:: Excerpted text ::

Re: SolrCloud setup - any advice?

Erick Erickson Fri, 27 Sep 2013 06:06:45 -0700

I think you're right, but you can specify a default value in your schema.xml
to at least see if this is a good path to follow.


Best,
Erick

On Fri, Sep 27, 2013 at 3:46 AM, Neil Prosser <neil.pros...@gmail.com> wrote:
> Good point. I'd seen docValues and wondered whether they might be of use in
> this situation. However, as I understand it they require a value to be set
> for all documents until Solr 4.5. Is that true or was I imagining reading
> that?
>
>
> On 25 September 2013 11:36, Erick Erickson <erickerick...@gmail.com> wrote:
>
>> Hmmmm, I confess I haven't had a chance to play with this yet,
>> but have you considered docValues for some of your fields? See:
>> http://wiki.apache.org/solr/DocValues
>>
>> And just to tantalize you:
>>
>> > Since Solr4.2 to build a forward index for a field, for purposes of
>> sorting, faceting, grouping, function queries, etc.
>>
>> > You can specify a different docValuesFormat on the fieldType
>> (docValuesFormat="Disk") to only load minimal data on the heap, keeping
>> other data structures on disk.
>>
>> Do note, though:
>> > Not a huge improvement for a static index
>>
>> this latter isn't a problem though since you don't have a static index....
>>
>> Erick
>>
>> On Tue, Sep 24, 2013 at 4:13 AM, Neil Prosser <neil.pros...@gmail.com>
>> wrote:
>> > Shawn: unfortunately the current problems are with facet.method=enum!
>> >
>> > Erick: We already round our date queries so they're the same for at least
>> > an hour so thankfully our fq entries will be reusable. However, I'll
>> take a
>> > look at reducing the cache and autowarming counts and see what the effect
>> > on hit ratios and performance are.
>> >
>> > For SolrCloud our soft commit (openSearcher=false) interval is 15 seconds
>> > and our hard commit is 15 minutes.
>> >
>> > You're right about those sorted fields having a lot of unique values.
>> They
>> > can be any number between 0 and 10,000,000 (it's sparsely populated
>> across
>> > the documents) and could appear in several variants across multiple
>> > documents. This is probably a good area for seeing what we can bend with
>> > regard to our requirements for sorting/boosting. I've just looked at two
>> > shards and they've each got upwards of 1000 terms showing in the schema
>> > browser for one (potentially out of 60) fields.

:::

== Stated task 1 ==
Reproduce the passage of the SolrCloud thread starting at "Re: SolrCloud setup" and ending at "path to follow.".
== Stated task 2 ==
In the SolrCloud thread, list every purpose named for building a forward index for a field.
The records that follow are not needed for anything here.

:: Dataset excerpts ::

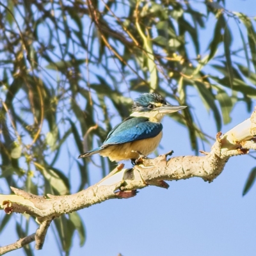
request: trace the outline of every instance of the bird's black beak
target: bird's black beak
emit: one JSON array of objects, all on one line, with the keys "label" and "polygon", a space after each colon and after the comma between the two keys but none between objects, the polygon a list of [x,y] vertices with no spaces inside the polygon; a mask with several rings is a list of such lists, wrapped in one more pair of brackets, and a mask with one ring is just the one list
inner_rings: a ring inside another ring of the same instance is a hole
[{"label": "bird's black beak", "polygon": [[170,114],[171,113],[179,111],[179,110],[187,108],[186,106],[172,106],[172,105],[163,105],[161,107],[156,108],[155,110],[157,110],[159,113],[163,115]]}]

:::
:: Dataset excerpts ::

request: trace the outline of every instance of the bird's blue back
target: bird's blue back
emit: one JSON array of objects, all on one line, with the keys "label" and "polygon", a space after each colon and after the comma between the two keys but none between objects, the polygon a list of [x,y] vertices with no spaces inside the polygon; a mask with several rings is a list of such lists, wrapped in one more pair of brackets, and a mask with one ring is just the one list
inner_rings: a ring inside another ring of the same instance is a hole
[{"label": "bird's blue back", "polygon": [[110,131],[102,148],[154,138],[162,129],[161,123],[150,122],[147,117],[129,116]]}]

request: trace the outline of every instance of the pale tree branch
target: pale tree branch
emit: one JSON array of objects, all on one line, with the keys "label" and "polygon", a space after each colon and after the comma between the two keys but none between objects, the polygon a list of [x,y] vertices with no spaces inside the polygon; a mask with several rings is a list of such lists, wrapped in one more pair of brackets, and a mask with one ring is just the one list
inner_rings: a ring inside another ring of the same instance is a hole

:::

== Correct answer 1 ==
Re: SolrCloud setup - any advice?

Erick Erickson Fri, 27 Sep 2013 06:06:45 -0700

I think you're right, but you can specify a default value in your schema.xml
to at least see if this is a good path to follow.

== Correct answer 2 ==
- Sorting
- Faceting
- Grouping
- Function queries